• **Consignes**
- a) Restituez fidèlement, dans le texte sur la liberté, le passage qui va de « La liberté n’est-ce » jusqu'à « immédiat et irréfléchi. ».
- b) D'après le texte sur la liberté, répondez brièvement aux questions suivantes :
(i) Avec quoi avons-nous enchaîné notre capacité à choisir le bien ?
(ii) À quoi ressemble ce que nous appelons liberté ?
(iii) Qu'est-ce qui guide nos choix dans l'aveuglement ?
- c) Poursuivez le texte sur la liberté au-delà de sa dernière phrase.

• **Passage choisi**
·····

Mais nous n’avons-nous pas perdu de vue que la liberté n’est pas une fin en soi mais un moyen qui se construit dans le temps et qui dans le temps nous construit.
Nous avons oublié que la jouissance n’est pas le fond de la question, ni un problème. Quand il faut satisfaire ses désirs à tout prix, quand le désir devient tyrannique, avoir la capacité de lui obéir sur le champ est-ce vraiment cela être libre ?
La liberté n’est-ce pas rester maître de son bonheur réel et non imposé par nos désirs en cascades ? Ne constatons-nous pas de façon cuisante que les philosophes anciens avaient raison ? La liberté au fond n’est-ce pas la capacité de choisir le bien ?
Voilà ce à quoi nous avons peu à peu renoncé décennies après décennies, me semble-t-il. Nous avons enchaîné notre capacité à choisir le bien avec les cordes tyranniques du désir immédiat et irréfléchi.
Irréfléchi cela signifie que pour jouir tout de suite nous n’anticipons pas les conséquences futures. Nos actions sont réflexes comme celles des animaux. Bref nous ne hiérarchisons plus les biens. Nous les prenons comme ils viennent et appelons liberté ce qui ressemble plutôt à une toupie déboussolée.
Aveuglés par l’idée de ne plus jouir de tout, tout de suite (dont l’ultime peur est la mort) nous acceptons de renoncer à notre liberté. Bien entendu, ces lignes rapides mériteraient de nombreuses nuances, mais leur idée est d’alerter sur le fond en lui-même plus que sur les multiples façons que nous avons chacun de le vivre.
Tant que nos désirs restent maîtres et obtiennent de l’esclave que nous sommes satisfaction, nous sommes prêts à abdiquer notre liberté véritable.
Le vrai problème de ce virus est là ! La peur guide nos choix dans l’aveuglement.

·····

• **Matériel fourni**
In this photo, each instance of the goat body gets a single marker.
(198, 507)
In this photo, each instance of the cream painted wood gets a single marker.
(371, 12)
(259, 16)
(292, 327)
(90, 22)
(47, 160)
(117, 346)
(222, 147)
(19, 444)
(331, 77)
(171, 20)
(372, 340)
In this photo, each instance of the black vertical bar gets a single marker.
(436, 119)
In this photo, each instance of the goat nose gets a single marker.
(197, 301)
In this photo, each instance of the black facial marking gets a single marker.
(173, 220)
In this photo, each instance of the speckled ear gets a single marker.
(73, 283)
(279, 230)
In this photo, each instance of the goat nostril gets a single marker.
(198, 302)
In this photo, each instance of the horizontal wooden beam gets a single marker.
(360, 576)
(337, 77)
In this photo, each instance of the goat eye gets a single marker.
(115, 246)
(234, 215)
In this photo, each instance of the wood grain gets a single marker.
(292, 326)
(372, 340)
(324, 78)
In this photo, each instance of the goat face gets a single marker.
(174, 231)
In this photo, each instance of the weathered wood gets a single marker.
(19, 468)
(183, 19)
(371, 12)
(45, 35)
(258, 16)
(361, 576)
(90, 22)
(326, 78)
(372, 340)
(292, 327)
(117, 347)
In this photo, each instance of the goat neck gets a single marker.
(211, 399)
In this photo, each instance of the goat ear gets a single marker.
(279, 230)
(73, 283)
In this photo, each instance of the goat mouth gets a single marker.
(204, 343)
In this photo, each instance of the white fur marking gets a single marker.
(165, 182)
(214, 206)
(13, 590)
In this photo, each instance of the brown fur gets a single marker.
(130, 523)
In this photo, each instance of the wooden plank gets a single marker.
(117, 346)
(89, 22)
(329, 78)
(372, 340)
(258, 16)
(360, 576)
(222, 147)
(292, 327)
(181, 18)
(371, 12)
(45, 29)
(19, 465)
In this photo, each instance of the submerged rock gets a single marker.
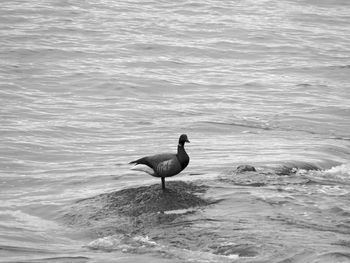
(152, 199)
(135, 210)
(245, 168)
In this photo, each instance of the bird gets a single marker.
(165, 164)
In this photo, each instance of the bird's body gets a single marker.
(166, 164)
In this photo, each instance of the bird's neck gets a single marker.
(180, 147)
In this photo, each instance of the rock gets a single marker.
(245, 168)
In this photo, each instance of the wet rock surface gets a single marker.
(245, 168)
(136, 210)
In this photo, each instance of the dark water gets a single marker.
(86, 87)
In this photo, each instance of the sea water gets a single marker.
(87, 86)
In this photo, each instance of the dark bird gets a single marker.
(166, 164)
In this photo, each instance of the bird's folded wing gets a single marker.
(154, 160)
(168, 167)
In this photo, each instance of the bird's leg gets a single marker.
(163, 183)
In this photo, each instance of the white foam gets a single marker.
(342, 170)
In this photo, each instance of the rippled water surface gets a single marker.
(87, 86)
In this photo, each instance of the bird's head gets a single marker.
(183, 138)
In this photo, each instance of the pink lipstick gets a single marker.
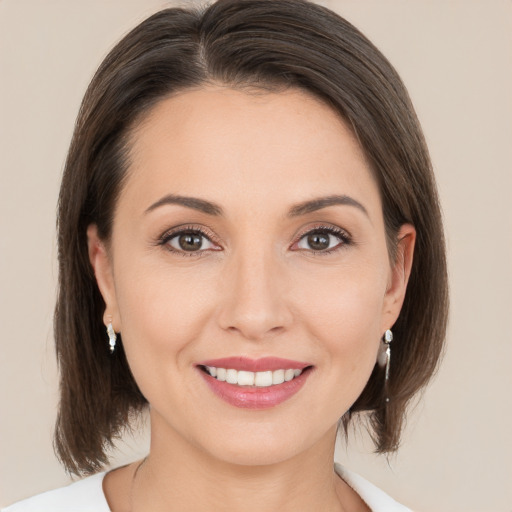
(270, 380)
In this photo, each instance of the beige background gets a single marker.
(455, 56)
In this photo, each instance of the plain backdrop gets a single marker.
(455, 56)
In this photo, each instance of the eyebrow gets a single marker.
(295, 211)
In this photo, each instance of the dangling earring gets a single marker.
(112, 337)
(385, 355)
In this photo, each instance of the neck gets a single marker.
(178, 476)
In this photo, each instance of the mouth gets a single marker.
(254, 384)
(246, 378)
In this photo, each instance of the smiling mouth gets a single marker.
(262, 379)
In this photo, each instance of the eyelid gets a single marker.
(342, 234)
(169, 234)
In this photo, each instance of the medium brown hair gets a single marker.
(267, 44)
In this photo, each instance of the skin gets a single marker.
(258, 289)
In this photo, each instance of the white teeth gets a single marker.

·····

• **Corrigé des exercices**
- a)
La liberté n’est-ce pas rester maître de son bonheur réel et non imposé par nos désirs en cascades ? Ne constatons-nous pas de façon cuisante que les philosophes anciens avaient raison ? La liberté au fond n’est-ce pas la capacité de choisir le bien ?
Voilà ce à quoi nous avons peu à peu renoncé décennies après décennies, me semble-t-il. Nous avons enchaîné notre capacité à choisir le bien avec les cordes tyranniques du désir immédiat et irréfléchi.

- b)
(i) Avec les cordes tyranniques du désir immédiat et irréfléchi.
(ii) À une toupie déboussolée.
(iii) La peur.

- c)
Rien ne justifie une annihilation de la liberté. Or ces réductions sont le fait d’un gouvernement de plus en plus autoritaire qui bafoue les lois et manipule les faits. Le discours du président Macron annonçant le reconfinement était émaillé d’erreurs que beaucoup ont fustigé sur les réseaux, plus que dans l’hémicycle décidément bien silencieux. Le Senat et certains journaux, alertent sur les modalités autoritaires et non conformes à nos législations pour imposer couvre-feu et confinement. Inquiétude que l’on peut compléter par les surveillances par drone, l’interdiction de publier certaines informations, sur les réseaux ou encore les mots clefs censurés par Facebook, comme « Révolution »…
Sans tomber dans le complotisme (je crois plus à l’incompétence bête qu’à une volonté assumée), tous les potentats ont utilisé ces leviers pour restreindre les libertés. Même la Sacro-sainte Athènes privait les Grecs de liberté au nom même de la liberté.
A revendiquer la capacité immédiate et sans entrave de satisfaire tous les désirs comme liberté, nous nous sommes enchaînés à eux. Or le désir est fait pour l’homme et non l’inverse. L’homme peut raisonner ses désirs, mais le désir n’a pas de rationalité.
A revendiquer cette fausse liberté nous nous sommes laissés entraîner dans l’impasse généralisée actuelle. Et nous ne trouvons pas d’autre réponse que déposer volontairement notre liberté véritable au pied du néant. Cyprien de Carthage apostrophant le romain Démétrien avait vu juste : tu t’es mis à servir ceux qui étaient faits pour te servir.
Le drame du moment n’est ni le virus, ni la mort, ni le confinement. C’est la renonciation volontaire et en même temps inconsciente à notre liberté ! Or il n’y a pas plus grand curseur de l’humanité que la liberté. Même ruiné et affaibli ce qui distingue l’homme de la bête c’est sa liberté parce que la liberté est inséparable de la raison et de la vérité à laquelle nous renonçons aussi chaque jour davantage. Mais c’est là un autre débat.
Ceux qui transgressent les interdits confinementaux par simple refus de se voir entraver dans leurs désirs et crient à la liberté, ne sont donc pas forcément plus libres. Mais que certains égoïsmes travestissent la question ne la rend pas moins cruciale quant au fond… la liberté ne serait-elle plus une priorité ? Ne nous y trompons pas, de la réponse à cette question dépend le monde de demain.